• _Action item 1_: Revise the New Zealand election report starting at "Ardern acknowledged there" and ending at "Auckland last Tuesday.", replacing "anxiety" with "concern".
• _Action item 2_: In the report on New Zealand's election delay, what was the original election date?
• _Action item 3_: Carry the report on New Zealand's election delay forward from its final sentence.

• _Document segment_:
= Beginning of Section =
Prime Minister Jacinda Ardern on Monday delayed New Zealand's looming election by four weeks to October 17 after a renewed coronavirus outbreak hampered campaigning.
New Zealand, whose original election date had been set for September 19, is battling a return of COVID-19 which last week forced the country's largest city Auckland into lockdown and ended 102 days without community transmission.
"This decision gives all parties time over the next nine weeks to campaign and the Electoral Commission enough time to ensure an election can go ahead," Ardern said.
The centre-left leader came under pressure to change the date after all parties suspended campaigning in the wake of last week's outbreak, the source of which remains unknown.
Ardern acknowledged there was widespread anxiety in the community over the virus's return, which was first detected in four family members in Auckland last Tuesday.
By Sunday, the Auckland cluster had grown to 49 confirmed cases and Ardern said she spent the weekend consulting with party leaders and the Electoral Commission over the vote's date.
= End of Section =
• _Source data_:
= Beginning of Section =
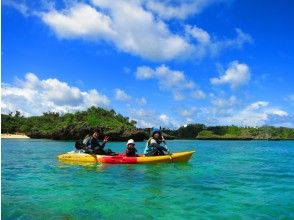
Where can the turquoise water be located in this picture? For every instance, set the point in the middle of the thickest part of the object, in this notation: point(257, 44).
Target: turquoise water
point(223, 180)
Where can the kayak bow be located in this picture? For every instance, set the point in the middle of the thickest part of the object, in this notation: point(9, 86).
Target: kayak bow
point(123, 159)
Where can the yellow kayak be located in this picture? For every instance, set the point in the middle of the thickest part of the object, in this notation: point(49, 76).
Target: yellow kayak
point(123, 159)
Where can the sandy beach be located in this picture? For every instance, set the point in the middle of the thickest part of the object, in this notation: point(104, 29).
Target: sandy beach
point(14, 136)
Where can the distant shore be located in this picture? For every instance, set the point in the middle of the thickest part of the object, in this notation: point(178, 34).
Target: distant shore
point(14, 136)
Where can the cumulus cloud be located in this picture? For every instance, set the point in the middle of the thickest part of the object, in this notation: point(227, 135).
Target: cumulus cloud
point(254, 114)
point(142, 101)
point(237, 74)
point(177, 9)
point(169, 80)
point(33, 96)
point(187, 112)
point(81, 20)
point(198, 94)
point(147, 118)
point(121, 95)
point(135, 27)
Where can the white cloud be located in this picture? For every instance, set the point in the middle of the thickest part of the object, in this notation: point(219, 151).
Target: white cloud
point(236, 75)
point(222, 103)
point(187, 112)
point(199, 34)
point(168, 80)
point(121, 95)
point(142, 101)
point(198, 94)
point(151, 118)
point(177, 9)
point(34, 96)
point(257, 105)
point(21, 7)
point(137, 27)
point(255, 114)
point(164, 118)
point(81, 20)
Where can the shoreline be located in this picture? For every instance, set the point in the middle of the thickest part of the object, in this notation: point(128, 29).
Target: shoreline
point(17, 136)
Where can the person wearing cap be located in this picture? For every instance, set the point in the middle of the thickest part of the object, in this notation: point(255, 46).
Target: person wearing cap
point(93, 145)
point(131, 150)
point(156, 145)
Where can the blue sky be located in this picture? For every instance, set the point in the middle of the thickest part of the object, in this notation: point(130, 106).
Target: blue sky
point(161, 63)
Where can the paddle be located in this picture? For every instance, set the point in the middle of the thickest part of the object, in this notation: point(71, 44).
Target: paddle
point(165, 145)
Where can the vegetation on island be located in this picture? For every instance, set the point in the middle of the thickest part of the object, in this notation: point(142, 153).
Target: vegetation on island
point(73, 126)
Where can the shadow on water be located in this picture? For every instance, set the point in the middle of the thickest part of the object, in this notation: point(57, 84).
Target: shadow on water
point(143, 168)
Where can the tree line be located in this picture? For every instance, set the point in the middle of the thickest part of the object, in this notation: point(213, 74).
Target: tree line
point(75, 125)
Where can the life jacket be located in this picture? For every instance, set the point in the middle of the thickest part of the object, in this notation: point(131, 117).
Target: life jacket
point(87, 140)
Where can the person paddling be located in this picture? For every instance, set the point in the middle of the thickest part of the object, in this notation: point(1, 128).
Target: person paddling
point(94, 146)
point(131, 150)
point(156, 144)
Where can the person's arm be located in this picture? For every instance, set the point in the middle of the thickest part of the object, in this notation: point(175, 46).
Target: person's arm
point(105, 140)
point(164, 144)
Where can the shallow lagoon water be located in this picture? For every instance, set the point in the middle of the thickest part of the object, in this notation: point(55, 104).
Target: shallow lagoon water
point(223, 180)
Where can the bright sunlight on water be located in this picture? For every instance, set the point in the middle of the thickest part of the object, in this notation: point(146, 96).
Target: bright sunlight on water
point(223, 180)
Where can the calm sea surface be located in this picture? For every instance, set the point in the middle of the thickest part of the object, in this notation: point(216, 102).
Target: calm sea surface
point(223, 180)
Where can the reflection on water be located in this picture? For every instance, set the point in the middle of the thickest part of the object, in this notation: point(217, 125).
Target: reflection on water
point(224, 180)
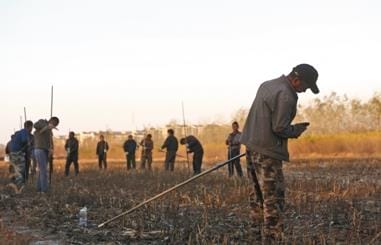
= End of Section =
• _Response area 1_:
Ardern acknowledged there was widespread concern in the community over the virus's return, which was first detected in four family members in Auckland last Tuesday.

• _Response area 2_: September 19

• _Response area 3_:
She said the change meant all parties would be campaigning under the same conditions and she would not move the date from October 17 regardless of the situation.
"I have absolutely no intention at all to change from this point," she said.
Ardern is riding high in the polls, with a record personal popularity rating of about 60 percent due to her leadership during the pandemic, last year's Christchurch mosque attacks and the White Island volcanic eruption.
Her Labour Party is on track to win office in its own right, without the minor party coalition partners -- the Greens and New Zealand First (NZF) -- it needed during its first term.